[Work instructions] Copy exactly the lines of the material below that run from the one containing "Target: sliced sandwich half" through the one containing "Target: desktop surface". Copy no other lines.

[The input]
##########
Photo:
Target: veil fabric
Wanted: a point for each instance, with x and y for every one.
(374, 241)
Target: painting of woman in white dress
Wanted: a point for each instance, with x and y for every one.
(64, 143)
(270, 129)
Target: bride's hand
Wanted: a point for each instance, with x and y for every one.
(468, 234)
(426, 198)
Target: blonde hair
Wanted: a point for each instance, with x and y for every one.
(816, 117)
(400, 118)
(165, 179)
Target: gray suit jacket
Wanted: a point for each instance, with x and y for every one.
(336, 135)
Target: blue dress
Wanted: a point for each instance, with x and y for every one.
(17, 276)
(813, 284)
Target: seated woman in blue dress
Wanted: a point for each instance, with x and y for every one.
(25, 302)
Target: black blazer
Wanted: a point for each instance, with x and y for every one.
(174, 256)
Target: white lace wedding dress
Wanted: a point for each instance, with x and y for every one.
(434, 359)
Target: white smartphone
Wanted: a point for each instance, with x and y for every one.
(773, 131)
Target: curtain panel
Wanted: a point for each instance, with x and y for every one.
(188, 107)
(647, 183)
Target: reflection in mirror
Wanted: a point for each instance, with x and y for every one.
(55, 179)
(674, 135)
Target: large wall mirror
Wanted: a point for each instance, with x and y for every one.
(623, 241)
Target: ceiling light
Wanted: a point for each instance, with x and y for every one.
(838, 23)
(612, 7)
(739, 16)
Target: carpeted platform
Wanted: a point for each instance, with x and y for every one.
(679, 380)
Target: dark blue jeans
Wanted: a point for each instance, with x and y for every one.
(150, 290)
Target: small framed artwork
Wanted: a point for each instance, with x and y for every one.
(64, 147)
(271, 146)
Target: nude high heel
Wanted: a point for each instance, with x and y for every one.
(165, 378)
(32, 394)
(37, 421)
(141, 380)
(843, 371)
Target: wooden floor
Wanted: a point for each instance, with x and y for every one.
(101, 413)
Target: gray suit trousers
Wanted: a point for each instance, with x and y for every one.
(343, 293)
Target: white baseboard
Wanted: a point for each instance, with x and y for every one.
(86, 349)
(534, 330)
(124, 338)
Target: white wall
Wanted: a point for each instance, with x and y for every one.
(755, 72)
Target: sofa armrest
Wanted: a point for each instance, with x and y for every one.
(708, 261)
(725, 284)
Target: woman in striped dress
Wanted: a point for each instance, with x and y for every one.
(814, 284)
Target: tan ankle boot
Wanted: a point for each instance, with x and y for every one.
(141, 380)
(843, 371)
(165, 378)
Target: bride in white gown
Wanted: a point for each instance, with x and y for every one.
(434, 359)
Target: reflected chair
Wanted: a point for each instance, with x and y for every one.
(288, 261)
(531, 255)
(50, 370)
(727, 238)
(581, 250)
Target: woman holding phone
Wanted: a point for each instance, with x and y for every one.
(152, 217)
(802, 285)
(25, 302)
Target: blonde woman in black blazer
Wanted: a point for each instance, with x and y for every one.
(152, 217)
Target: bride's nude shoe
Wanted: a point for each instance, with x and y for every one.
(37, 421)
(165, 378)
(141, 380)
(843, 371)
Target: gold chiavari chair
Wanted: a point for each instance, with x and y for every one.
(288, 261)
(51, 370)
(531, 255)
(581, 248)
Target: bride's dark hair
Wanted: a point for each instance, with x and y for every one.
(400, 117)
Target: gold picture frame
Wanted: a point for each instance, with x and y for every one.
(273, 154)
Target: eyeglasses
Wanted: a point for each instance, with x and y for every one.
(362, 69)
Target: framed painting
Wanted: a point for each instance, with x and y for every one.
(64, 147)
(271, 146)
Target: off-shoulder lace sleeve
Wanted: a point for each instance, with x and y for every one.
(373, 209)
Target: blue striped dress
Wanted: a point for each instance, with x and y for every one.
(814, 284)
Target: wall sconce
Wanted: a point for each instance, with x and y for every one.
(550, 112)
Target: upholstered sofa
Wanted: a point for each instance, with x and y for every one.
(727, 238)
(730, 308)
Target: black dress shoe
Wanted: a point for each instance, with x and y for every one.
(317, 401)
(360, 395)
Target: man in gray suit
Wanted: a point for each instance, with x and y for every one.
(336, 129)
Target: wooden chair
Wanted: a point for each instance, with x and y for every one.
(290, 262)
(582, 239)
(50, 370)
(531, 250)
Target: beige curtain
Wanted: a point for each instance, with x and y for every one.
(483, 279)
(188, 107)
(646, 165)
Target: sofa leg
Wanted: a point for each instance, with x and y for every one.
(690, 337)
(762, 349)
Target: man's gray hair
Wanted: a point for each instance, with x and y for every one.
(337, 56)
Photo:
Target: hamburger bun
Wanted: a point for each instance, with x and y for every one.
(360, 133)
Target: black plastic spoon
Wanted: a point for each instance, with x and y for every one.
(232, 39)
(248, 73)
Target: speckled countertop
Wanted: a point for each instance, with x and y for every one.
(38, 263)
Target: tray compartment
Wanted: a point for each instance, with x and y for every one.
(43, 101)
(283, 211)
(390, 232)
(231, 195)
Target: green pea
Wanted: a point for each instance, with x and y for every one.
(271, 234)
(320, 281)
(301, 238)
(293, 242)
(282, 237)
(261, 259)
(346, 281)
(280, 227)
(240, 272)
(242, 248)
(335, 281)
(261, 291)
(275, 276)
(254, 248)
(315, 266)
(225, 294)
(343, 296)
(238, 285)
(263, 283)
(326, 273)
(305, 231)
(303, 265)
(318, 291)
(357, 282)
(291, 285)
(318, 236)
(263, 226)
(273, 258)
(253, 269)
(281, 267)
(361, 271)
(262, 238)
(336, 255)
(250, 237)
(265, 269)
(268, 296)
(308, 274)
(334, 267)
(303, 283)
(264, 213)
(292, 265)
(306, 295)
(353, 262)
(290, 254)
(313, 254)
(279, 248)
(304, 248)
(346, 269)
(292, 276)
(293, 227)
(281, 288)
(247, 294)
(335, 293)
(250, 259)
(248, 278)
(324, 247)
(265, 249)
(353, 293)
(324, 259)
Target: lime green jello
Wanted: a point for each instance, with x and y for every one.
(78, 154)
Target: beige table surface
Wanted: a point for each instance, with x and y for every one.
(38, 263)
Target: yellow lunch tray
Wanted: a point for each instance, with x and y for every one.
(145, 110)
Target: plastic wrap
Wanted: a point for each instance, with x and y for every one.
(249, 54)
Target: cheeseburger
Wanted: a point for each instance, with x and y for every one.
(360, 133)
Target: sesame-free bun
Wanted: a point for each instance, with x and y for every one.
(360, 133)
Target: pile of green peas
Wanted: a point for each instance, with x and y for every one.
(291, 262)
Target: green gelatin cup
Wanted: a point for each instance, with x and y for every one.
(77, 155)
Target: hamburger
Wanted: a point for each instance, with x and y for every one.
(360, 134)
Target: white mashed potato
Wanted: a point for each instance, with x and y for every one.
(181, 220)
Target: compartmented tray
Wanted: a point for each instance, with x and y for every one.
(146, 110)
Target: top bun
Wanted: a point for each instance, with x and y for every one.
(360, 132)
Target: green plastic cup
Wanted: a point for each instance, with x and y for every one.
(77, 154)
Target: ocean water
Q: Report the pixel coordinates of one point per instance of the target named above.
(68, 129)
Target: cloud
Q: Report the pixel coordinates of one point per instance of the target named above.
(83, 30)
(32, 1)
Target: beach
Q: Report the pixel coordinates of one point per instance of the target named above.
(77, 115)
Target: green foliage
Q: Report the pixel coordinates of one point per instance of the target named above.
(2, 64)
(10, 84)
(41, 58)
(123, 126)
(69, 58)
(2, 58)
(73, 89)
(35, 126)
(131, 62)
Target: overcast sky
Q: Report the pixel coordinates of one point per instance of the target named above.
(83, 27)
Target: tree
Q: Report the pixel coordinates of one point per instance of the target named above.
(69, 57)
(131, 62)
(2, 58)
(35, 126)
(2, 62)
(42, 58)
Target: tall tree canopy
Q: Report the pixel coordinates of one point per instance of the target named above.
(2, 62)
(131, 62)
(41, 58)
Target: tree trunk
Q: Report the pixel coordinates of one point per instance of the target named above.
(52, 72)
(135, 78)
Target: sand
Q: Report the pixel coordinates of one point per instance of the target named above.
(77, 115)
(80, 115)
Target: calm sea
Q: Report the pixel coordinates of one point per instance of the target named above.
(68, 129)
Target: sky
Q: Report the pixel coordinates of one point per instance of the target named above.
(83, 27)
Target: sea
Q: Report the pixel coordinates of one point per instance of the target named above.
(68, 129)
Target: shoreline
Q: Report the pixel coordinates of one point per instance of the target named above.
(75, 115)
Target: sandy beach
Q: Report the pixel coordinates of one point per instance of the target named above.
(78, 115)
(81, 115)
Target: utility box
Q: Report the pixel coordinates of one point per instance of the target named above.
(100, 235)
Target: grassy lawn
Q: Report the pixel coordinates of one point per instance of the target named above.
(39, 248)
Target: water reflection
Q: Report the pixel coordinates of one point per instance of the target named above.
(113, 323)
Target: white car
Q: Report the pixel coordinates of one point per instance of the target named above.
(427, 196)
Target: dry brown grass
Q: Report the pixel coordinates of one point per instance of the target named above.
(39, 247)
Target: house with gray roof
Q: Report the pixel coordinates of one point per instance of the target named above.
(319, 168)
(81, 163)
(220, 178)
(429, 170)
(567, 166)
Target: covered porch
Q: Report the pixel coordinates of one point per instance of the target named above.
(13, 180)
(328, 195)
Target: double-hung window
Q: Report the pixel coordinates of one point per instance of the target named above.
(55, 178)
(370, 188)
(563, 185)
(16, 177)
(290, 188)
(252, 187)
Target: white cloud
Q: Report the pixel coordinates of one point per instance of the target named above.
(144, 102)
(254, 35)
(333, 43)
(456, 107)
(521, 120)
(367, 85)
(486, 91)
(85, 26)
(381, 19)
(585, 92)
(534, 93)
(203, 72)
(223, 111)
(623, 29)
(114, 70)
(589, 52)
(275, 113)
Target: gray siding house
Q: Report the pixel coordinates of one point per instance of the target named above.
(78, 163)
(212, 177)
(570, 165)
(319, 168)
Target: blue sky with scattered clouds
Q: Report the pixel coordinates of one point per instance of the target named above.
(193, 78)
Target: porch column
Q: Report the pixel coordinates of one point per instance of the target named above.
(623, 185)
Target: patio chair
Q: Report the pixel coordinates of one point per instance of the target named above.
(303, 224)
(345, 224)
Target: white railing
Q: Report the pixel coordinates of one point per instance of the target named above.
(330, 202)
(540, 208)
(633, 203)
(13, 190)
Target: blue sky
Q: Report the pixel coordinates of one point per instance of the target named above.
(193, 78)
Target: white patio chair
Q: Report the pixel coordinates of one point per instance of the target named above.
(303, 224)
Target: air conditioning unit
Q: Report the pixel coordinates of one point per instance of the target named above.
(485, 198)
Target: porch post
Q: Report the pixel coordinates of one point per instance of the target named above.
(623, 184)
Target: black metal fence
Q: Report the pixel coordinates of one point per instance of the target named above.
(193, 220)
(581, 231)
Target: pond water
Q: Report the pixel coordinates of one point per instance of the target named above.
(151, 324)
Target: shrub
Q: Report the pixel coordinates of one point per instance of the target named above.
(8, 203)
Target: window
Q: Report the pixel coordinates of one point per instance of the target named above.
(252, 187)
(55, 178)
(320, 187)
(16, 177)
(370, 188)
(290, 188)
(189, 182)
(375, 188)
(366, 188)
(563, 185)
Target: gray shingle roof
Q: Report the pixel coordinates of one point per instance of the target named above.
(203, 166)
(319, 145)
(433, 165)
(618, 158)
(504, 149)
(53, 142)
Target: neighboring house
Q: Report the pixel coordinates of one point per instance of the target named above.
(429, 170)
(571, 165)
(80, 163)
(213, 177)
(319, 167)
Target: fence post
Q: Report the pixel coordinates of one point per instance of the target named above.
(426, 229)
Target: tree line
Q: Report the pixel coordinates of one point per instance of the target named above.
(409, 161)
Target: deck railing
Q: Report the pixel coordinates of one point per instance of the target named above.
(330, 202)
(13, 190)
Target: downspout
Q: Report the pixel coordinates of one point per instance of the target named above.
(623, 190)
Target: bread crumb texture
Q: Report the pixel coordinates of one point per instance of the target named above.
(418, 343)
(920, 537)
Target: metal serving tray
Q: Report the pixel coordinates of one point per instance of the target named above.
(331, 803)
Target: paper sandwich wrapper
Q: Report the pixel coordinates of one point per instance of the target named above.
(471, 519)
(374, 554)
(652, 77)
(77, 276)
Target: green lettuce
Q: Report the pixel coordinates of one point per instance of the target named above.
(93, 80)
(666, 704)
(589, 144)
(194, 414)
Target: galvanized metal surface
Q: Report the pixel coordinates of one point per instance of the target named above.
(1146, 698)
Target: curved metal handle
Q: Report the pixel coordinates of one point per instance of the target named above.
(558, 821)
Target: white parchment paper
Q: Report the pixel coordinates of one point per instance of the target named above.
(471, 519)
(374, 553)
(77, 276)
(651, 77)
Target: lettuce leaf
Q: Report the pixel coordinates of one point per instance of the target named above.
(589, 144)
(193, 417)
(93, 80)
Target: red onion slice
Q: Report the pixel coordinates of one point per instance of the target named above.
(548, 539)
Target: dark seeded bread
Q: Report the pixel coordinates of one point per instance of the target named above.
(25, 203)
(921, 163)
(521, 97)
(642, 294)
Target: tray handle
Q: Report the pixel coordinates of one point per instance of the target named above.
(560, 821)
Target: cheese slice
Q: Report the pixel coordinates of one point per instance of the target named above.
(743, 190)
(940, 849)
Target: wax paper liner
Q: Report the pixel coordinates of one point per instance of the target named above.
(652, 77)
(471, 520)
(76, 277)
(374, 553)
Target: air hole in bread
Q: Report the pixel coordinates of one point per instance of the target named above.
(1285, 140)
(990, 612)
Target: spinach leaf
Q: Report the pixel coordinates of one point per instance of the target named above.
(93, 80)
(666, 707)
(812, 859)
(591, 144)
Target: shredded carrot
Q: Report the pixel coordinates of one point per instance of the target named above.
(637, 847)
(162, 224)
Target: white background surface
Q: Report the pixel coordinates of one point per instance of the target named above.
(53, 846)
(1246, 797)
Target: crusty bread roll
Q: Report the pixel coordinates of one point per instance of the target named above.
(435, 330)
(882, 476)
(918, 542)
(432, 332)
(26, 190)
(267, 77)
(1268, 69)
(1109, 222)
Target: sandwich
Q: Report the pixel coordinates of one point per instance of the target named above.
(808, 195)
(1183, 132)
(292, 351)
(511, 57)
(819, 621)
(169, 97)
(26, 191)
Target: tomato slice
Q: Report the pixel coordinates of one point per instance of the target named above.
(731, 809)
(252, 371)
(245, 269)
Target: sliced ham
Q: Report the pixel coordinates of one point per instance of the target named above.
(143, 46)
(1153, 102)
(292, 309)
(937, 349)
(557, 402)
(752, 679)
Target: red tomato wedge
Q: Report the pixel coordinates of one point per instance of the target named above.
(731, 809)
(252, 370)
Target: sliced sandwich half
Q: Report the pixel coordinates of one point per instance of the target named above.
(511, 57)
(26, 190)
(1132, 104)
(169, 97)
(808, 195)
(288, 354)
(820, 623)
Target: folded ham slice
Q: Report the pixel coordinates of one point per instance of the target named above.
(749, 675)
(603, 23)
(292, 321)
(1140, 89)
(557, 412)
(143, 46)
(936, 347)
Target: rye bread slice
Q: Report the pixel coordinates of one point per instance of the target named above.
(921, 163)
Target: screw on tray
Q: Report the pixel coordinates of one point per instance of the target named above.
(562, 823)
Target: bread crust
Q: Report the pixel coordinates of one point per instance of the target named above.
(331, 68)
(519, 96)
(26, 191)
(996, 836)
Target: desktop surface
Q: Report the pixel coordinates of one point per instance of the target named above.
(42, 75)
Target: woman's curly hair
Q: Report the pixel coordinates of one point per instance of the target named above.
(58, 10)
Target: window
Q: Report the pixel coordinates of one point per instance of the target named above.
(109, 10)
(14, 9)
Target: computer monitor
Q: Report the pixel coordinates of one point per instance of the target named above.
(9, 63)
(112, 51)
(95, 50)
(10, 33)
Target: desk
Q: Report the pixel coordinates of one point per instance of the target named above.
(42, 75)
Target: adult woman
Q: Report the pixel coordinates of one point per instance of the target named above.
##########
[Worked solution]
Target: sliced sandwich half
Q: Report the pixel coordinates of one point per instance of the target named above.
(511, 57)
(26, 190)
(1132, 104)
(169, 97)
(808, 195)
(288, 354)
(820, 623)
Target: folded ham slice
Q: Report the pixel coordinates of one point per instance of the target named above.
(749, 675)
(603, 23)
(292, 321)
(1140, 89)
(557, 412)
(143, 46)
(936, 347)
Target: rye bread slice
Q: Report the pixel coordinates of one point per instance of the target named above.
(921, 163)
Target: screw on tray
Q: Report the pixel coordinates of one point per instance of the target named above.
(562, 823)
Target: bread crust
Q: Report the pixel coordinates of one point per instance of the target named above.
(331, 68)
(519, 96)
(26, 191)
(996, 836)
Target: desktop surface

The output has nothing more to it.